Find links on a page

Usage

ragnar_find_links(
  x,
  depth = 0L,
  children_only = TRUE,
  progress = TRUE,
  ...,
  url_filter = identity
)

Arguments

x: URL, HTML file path, or XML document. For Markdown, convert to HTML using commonmark::markdown_html() first.
depth: Integer specifying how many levels deep to crawl for links. When depth > 0, the function will follow child links (links with x as a prefix) and collect links from those pages as well.
children_only: Logical or string. If TRUE, returns only child links (those having x as a prefix). If FALSE, returns all links found on the page. Note that regardless of this setting, only child links are followed when depth > 0.
progress: Logical, draw a progress bar if depth > 0. A separate progress bar is drawn per recursion level.
...: Currently unused. Must be empty.
url_filter: A function that takes a character vector of URL's and may subset them to return a smaller list. This can be useful for filtering out URL's by rules different them children_only which only checks the prefix.

=== Work to complete ===
a – List every argument named in the usage signature of the ragnar_find_links reference.
b – Extend the ragnar_find_links reference by writing what would follow its description of url_filter.
The data after this point has no connection to the ragnar_find_links reference.

=== Dataset extract ===
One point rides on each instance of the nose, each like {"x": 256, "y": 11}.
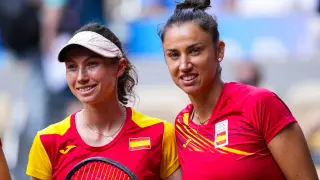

=== Expected responses ===
a – x, depth, children_only, progress, ..., url_filter

b –
Value

A character vector of links on the page.

Examples

if (FALSE) { # \dontrun{
ragnar_find_links("https://r4ds.hadley.nz/base-R.html")
ragnar_find_links("https://ellmer.tidyverse.org/")
ragnar_find_links("https://ellmer.tidyverse.org/", depth = 2)
ragnar_find_links("https://ellmer.tidyverse.org/", depth = 2, children_only = FALSE)
ragnar_find_links(
  paste0("https://github.com/Snowflake-Labs/sfquickstarts/",
         "tree/master/site/sfguides/src/build_a_custom_model_for_anomaly_detection"),
  children_only = "https://github.com/Snowflake-Labs/sfquickstarts",
  depth = 1
)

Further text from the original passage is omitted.